**Aim of the exercise**
Only those lines in the data below from the line containing "Place a point on the bridge" through the line containing "[[14, 172], [594, 205], [443, 135], [98, 327]]", both included, should be restated word for word.

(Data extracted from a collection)
'''
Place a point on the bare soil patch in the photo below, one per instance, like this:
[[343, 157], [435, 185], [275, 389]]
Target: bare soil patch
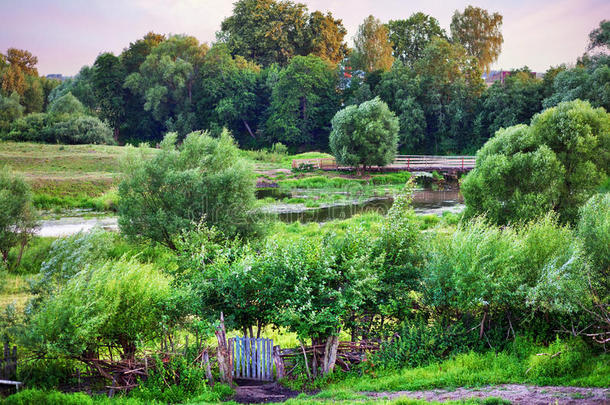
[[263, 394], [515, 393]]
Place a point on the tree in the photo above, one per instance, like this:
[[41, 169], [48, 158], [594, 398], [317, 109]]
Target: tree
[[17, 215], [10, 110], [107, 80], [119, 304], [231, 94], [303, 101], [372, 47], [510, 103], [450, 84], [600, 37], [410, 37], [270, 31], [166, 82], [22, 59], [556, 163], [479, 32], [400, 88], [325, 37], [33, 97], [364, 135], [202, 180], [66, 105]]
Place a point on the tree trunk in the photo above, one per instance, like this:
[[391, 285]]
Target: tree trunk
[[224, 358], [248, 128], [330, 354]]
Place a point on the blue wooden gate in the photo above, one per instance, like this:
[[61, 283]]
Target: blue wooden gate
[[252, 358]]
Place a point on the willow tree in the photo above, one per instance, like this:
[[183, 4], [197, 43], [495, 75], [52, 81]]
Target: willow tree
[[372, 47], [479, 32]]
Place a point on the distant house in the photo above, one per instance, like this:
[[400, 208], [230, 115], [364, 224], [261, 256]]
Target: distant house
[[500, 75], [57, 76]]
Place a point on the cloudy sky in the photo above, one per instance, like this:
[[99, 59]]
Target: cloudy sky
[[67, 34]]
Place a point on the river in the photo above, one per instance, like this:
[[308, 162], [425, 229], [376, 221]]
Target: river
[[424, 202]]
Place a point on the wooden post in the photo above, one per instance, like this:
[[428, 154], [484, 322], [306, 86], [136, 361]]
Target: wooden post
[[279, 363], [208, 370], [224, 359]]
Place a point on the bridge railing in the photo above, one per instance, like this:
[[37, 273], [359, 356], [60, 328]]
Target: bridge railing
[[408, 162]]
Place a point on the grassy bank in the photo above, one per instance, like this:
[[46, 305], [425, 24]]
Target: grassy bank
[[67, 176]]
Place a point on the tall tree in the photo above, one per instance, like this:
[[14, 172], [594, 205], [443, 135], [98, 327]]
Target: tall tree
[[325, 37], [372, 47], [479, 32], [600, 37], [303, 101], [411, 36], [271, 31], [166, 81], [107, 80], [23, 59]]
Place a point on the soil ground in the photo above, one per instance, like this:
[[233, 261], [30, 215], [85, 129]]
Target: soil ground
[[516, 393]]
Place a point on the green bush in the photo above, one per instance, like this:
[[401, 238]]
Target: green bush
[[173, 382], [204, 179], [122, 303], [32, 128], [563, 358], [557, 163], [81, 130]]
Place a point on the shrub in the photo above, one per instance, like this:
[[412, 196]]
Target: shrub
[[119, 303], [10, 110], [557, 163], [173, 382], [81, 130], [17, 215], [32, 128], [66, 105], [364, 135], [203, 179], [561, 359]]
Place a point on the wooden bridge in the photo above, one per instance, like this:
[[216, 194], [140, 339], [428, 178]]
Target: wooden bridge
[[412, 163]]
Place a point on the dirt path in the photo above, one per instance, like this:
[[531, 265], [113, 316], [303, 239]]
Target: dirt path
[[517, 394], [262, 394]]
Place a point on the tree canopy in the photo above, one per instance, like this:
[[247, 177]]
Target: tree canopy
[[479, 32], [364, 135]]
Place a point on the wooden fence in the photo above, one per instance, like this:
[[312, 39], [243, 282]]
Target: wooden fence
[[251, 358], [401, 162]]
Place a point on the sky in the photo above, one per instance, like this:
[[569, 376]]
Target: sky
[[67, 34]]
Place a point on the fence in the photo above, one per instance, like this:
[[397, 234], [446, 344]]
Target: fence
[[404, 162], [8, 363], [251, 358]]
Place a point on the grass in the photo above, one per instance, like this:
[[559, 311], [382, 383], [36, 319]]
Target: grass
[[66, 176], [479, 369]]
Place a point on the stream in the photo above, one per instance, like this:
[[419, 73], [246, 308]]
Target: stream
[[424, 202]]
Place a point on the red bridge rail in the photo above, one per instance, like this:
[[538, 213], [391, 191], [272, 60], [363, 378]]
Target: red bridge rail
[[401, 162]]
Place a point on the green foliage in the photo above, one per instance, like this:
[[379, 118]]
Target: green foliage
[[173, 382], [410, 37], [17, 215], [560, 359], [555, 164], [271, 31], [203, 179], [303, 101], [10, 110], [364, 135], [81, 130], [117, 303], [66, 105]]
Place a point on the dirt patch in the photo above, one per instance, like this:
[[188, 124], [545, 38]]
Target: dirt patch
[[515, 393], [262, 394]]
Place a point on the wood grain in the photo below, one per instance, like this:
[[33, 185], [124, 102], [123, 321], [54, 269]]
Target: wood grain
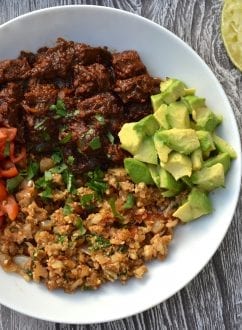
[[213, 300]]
'''
**Solution for this problem**
Place a point on the bridge railing in the photo above, one per instance, like this:
[[37, 273], [359, 356], [60, 328]]
Target: bridge railing
[[408, 162]]
Place a point on the grassy bank in the photo above, one per instance, like this:
[[46, 305], [425, 24]]
Target: grassy bank
[[67, 176]]
Place a point on the tall tree in the photo above, one per instance, like this:
[[14, 172], [594, 205], [443, 135], [98, 327]]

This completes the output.